Excerpts of location labeling data
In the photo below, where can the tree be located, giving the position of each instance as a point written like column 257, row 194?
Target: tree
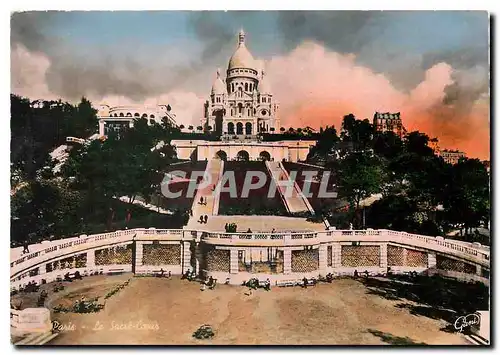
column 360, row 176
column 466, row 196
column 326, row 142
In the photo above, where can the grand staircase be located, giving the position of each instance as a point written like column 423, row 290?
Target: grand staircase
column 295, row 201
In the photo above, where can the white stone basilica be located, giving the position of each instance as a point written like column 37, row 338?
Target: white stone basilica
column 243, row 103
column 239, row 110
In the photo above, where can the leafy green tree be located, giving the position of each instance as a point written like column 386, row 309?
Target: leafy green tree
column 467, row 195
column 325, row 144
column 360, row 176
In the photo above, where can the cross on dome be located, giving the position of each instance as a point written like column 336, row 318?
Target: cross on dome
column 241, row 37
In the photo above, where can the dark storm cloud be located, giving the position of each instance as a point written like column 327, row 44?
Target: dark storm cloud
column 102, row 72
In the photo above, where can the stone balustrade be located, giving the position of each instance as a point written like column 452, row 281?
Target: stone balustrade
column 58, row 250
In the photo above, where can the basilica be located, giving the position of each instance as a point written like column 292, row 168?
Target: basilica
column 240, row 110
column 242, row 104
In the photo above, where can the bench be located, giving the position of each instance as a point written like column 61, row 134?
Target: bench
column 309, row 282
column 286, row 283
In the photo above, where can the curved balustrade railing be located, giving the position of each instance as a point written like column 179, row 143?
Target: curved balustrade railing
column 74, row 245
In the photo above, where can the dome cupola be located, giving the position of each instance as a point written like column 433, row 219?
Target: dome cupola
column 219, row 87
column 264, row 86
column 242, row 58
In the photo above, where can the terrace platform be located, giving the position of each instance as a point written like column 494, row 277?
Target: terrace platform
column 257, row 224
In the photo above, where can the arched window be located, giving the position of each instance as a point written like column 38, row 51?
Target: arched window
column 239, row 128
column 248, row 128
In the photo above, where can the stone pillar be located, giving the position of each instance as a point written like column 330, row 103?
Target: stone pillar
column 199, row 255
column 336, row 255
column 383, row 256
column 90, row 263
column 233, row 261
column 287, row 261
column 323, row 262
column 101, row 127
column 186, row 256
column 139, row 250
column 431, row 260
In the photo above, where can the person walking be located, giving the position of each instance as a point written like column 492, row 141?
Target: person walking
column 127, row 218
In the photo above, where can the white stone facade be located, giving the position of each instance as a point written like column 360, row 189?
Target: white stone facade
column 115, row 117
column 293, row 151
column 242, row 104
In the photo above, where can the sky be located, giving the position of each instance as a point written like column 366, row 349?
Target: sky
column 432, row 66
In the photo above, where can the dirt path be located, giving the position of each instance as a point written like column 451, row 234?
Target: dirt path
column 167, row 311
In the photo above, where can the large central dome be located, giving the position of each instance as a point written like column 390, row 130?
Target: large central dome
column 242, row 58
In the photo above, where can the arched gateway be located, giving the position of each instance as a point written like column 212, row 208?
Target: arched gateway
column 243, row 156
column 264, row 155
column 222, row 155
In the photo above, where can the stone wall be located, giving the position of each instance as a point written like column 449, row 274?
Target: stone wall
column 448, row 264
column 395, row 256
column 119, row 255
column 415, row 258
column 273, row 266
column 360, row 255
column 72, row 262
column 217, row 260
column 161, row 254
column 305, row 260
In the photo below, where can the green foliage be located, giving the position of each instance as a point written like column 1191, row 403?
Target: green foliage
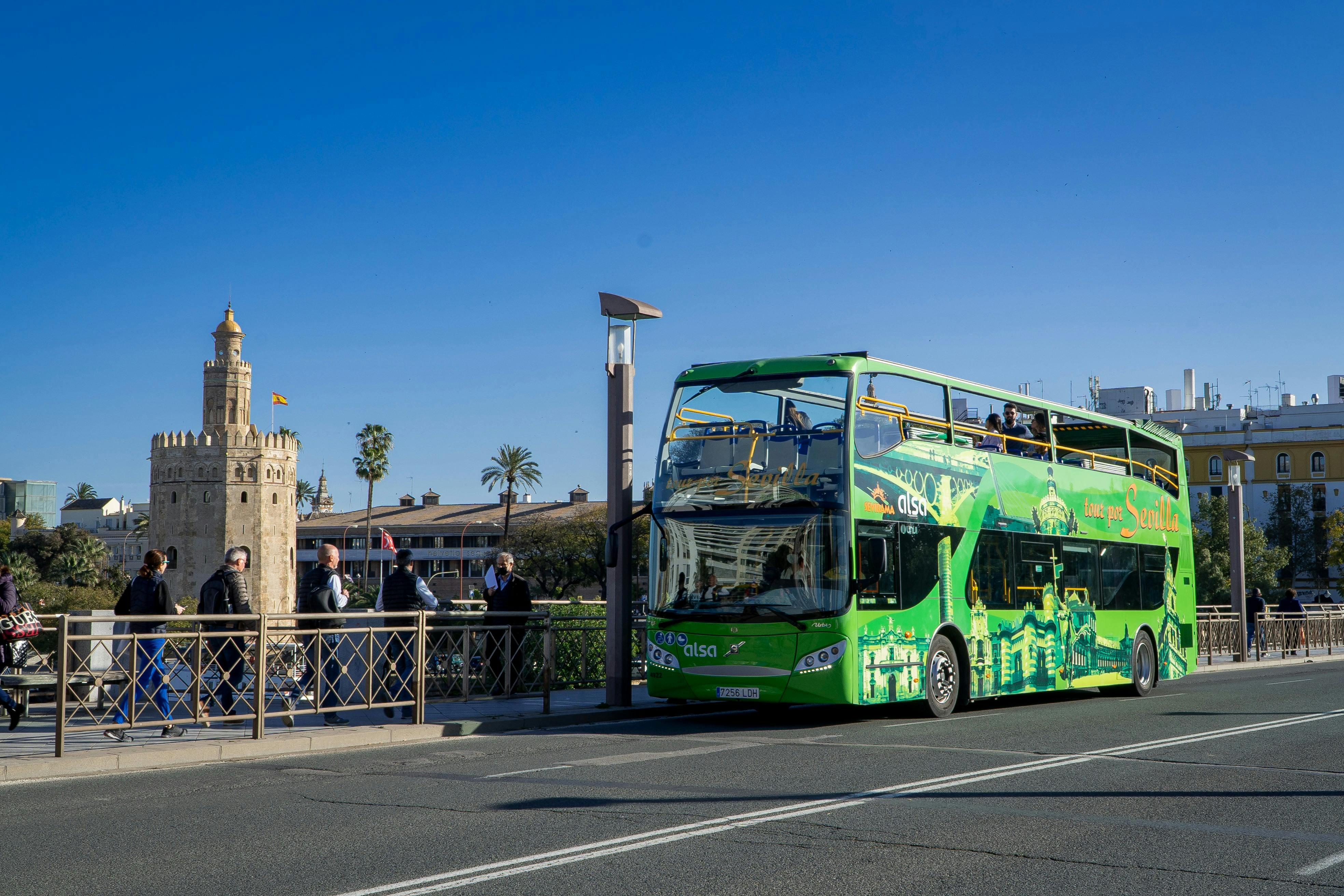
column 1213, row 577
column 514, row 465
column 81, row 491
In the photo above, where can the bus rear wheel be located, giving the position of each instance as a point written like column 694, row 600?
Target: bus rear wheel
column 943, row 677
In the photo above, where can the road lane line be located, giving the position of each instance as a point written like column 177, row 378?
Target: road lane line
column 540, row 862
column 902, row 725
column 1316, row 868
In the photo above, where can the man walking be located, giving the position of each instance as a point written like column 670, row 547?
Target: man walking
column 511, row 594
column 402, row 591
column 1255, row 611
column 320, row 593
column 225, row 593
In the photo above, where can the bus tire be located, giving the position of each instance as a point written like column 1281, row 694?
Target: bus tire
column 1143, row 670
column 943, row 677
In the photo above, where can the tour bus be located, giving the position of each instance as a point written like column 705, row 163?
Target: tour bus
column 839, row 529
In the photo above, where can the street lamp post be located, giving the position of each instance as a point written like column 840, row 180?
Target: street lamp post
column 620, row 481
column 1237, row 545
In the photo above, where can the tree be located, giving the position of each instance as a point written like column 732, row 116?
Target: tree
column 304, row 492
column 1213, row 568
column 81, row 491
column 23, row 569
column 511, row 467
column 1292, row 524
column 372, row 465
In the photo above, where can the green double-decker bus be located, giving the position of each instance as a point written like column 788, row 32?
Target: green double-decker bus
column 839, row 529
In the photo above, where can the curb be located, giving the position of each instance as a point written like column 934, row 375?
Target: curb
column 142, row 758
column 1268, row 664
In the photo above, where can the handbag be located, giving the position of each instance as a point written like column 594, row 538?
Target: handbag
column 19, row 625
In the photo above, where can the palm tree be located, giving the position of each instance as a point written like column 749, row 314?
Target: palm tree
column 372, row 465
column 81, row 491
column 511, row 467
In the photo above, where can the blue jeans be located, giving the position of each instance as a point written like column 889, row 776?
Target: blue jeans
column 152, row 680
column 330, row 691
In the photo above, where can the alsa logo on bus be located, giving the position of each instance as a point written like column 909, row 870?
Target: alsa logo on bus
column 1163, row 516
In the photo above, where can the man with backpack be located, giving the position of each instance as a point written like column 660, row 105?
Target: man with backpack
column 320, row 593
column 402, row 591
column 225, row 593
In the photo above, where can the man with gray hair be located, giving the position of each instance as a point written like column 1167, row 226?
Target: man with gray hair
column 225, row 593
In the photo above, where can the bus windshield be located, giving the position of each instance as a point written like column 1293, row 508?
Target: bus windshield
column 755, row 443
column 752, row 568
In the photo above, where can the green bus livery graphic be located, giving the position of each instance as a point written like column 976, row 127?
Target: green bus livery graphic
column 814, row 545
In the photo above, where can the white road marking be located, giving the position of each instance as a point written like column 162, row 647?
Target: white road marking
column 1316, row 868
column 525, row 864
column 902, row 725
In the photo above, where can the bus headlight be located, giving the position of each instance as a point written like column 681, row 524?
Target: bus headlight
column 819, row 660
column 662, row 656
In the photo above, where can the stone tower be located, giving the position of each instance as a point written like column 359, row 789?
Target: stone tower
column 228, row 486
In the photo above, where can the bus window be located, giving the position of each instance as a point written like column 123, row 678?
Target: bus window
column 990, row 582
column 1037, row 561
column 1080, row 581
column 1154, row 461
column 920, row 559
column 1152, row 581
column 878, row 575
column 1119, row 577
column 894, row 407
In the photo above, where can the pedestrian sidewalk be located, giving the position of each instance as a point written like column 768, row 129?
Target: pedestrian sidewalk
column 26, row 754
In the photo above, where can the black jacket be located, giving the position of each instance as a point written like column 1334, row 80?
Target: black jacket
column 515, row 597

| AIM |
Your task is to reproduce all of the material exactly. The pictures stay out.

| PROBLEM SOLUTION |
In the photo below, where can the tree be located, giving the position of each instance as a point written like column 257, row 194?
Target: tree
column 360, row 176
column 466, row 196
column 326, row 142
In the photo above, where can the grand staircase be located, giving the position of each instance as a point written like column 423, row 290?
Target: grand staircase
column 295, row 201
In the photo above, where can the white stone basilica be located, giving the position of each instance as a point written like column 37, row 338?
Target: white stone basilica
column 243, row 103
column 239, row 110
In the photo above, where can the leafy green tree be located, giving the position of each instance as a point written like column 386, row 309?
Target: leafy green tree
column 467, row 195
column 325, row 144
column 360, row 176
In the photo above, where can the cross on dome be located, giving the position of each instance as a point written like column 336, row 318?
Target: cross on dome
column 241, row 37
In the photo above, where can the dark storm cloud be located, giving the position of each instance as a point written like column 327, row 44?
Target: dark storm cloud
column 102, row 72
In the photo above, where can the stone balustrade be located, giving the position of each instance as a point written like column 452, row 281?
Target: stone balustrade
column 58, row 250
In the photo above, where can the basilica be located, giving the position of each instance as a point written like column 292, row 168?
Target: basilica
column 240, row 110
column 242, row 104
In the photo above, where can the bench be located, giving the position of each instance as a point written like column 61, row 134?
Target: bench
column 309, row 282
column 286, row 283
In the photo above, where can the curved balustrade railing be located, giving the position of each instance as a point written like column 179, row 143?
Target: curved balustrade railing
column 74, row 245
In the photo above, where can the dome cupola be located, giving the position of each instance as a point written like column 433, row 219?
Target: dome cupola
column 219, row 87
column 264, row 86
column 242, row 58
In the photo above, where can the terrace platform be located, giving the position of each instance as a point written like column 494, row 277?
Target: terrace platform
column 257, row 224
In the photo above, where can the arched window be located, giving the position of each instance as a point written like column 38, row 51?
Target: arched window
column 239, row 128
column 248, row 128
In the photo above, where can the stone pillar be located, giving the position of each instance as a point written like column 330, row 103?
Target: stone pillar
column 199, row 255
column 336, row 255
column 383, row 256
column 90, row 263
column 233, row 261
column 287, row 261
column 323, row 262
column 101, row 127
column 186, row 256
column 139, row 250
column 431, row 260
In the photo above, where can the person walking be located, giving the position of each instance as a point written like column 492, row 141?
Target: person walking
column 127, row 218
In the photo above, where can the white stone facade be located, giving the position of each instance as a point written like column 360, row 189?
Target: white stone facade
column 115, row 117
column 293, row 151
column 242, row 104
In the photo above, where can the sky be located, giving the position of each instance as a point written like column 366, row 349?
Target: sky
column 432, row 66
In the photo above, where can the dirt path be located, giving the position of each instance as a point written like column 451, row 234?
Target: dirt path
column 167, row 311
In the photo above, where can the large central dome be located, giving the position of each instance as a point written like column 390, row 130?
Target: large central dome
column 242, row 58
In the photo above, where can the arched gateway be located, giving the position of each instance as a point written like column 212, row 208?
Target: arched gateway
column 243, row 156
column 264, row 155
column 222, row 155
In the photo above, where can the stone wall be located, giving the position of each instance as a point written like column 449, row 274?
Target: stone wall
column 448, row 264
column 395, row 256
column 119, row 255
column 415, row 258
column 273, row 266
column 360, row 255
column 72, row 262
column 217, row 260
column 161, row 254
column 305, row 260
In the photo below, where can the green foliage be located, giving the position of each instance as a point written like column 1191, row 403?
Target: green foliage
column 1213, row 577
column 514, row 465
column 81, row 491
In the photo above, where can the bus rear wheel be located, giving the position of each instance as a point written like column 694, row 600?
Target: bus rear wheel
column 943, row 677
In the photo above, where can the road lane line be located, giving the position of each instance as a point written like column 177, row 378?
Target: road lane line
column 540, row 862
column 902, row 725
column 1316, row 868
In the photo above, where can the man walking be located, giving the position of each instance as a point written like column 670, row 547?
Target: man walking
column 511, row 594
column 402, row 591
column 1255, row 611
column 320, row 593
column 225, row 593
In the photo above, where can the bus tire be located, giving the position of each instance as a point written like column 1281, row 694?
Target: bus tire
column 1143, row 670
column 943, row 677
In the photo above, where can the tour bus be located, giving the position of each instance as a point written like column 705, row 163?
Target: tour bus
column 839, row 529
In the photo above, where can the street lamp post be located, giving the position of each instance as a point written like column 840, row 180?
Target: street lamp post
column 620, row 481
column 1237, row 545
In the photo above, where can the tree be located, giving the position of each instance as a point written like column 732, row 116?
Target: tree
column 304, row 492
column 1213, row 568
column 81, row 491
column 23, row 569
column 511, row 467
column 1292, row 524
column 372, row 465
In the photo above, where can the green double-decker bus be located, giving the position of each instance as a point written like column 788, row 32?
Target: green double-decker bus
column 839, row 529
In the photo above, where can the curb be located, giving the position of each instance as a point written like column 934, row 375?
Target: curb
column 142, row 758
column 1268, row 664
In the photo above, where can the handbag be located, giving the position of each instance as a point written like column 594, row 538?
Target: handbag
column 19, row 625
In the photo above, where can the palm tree be located, giving the position of each instance as a point written like column 749, row 314?
Target: palm tree
column 372, row 465
column 81, row 491
column 511, row 467
In the photo above, where can the blue jeans be located, giving the position of each instance as a point written like column 889, row 776?
Target: blue jeans
column 152, row 680
column 330, row 691
In the photo above, where can the alsa logo on bus be located, giving the position of each instance as a point written like column 909, row 870?
Target: alsa logo on bus
column 1163, row 516
In the photo above, where can the man with backpack be located, giving the position of each instance as a point written like column 660, row 105?
Target: man with backpack
column 320, row 593
column 402, row 591
column 225, row 593
In the photo above, where can the man with gray hair be located, giving the position of each instance as a point written like column 1167, row 226?
Target: man with gray hair
column 225, row 593
In the photo above, where can the bus windshield be located, giving the position of each instance as a point written like column 1293, row 508?
Target: bus windshield
column 755, row 443
column 752, row 568
In the photo above, where can the green bus livery graphic be located, giving the position of each instance as a point written like column 976, row 127?
Target: green bus livery graphic
column 814, row 545
In the photo above, where can the white road marking be located, giving the position of each instance as a point written like column 162, row 647?
Target: white road marking
column 1316, row 868
column 525, row 864
column 902, row 725
In the photo above, where can the bus headlight be located, giving the position of each instance as a point written like column 681, row 524?
Target: bus headlight
column 819, row 660
column 662, row 656
In the photo above, where can the stone tower be located, giving the position of each instance as a point written like column 359, row 789?
Target: stone tower
column 228, row 486
In the photo above, where can the bus window be located, giving the position of each instance as a point written like column 123, row 678?
Target: bus window
column 990, row 582
column 1037, row 561
column 1080, row 581
column 1154, row 461
column 920, row 559
column 1152, row 581
column 878, row 575
column 1119, row 577
column 894, row 407
In the photo above, where can the pedestrian sidewalk be located, giving the position of each instance as a point written like column 768, row 129?
Target: pedestrian sidewalk
column 26, row 754
In the photo above, where can the black jacket be located, giving the position of each instance as a point written like column 1334, row 80?
Target: black jacket
column 515, row 597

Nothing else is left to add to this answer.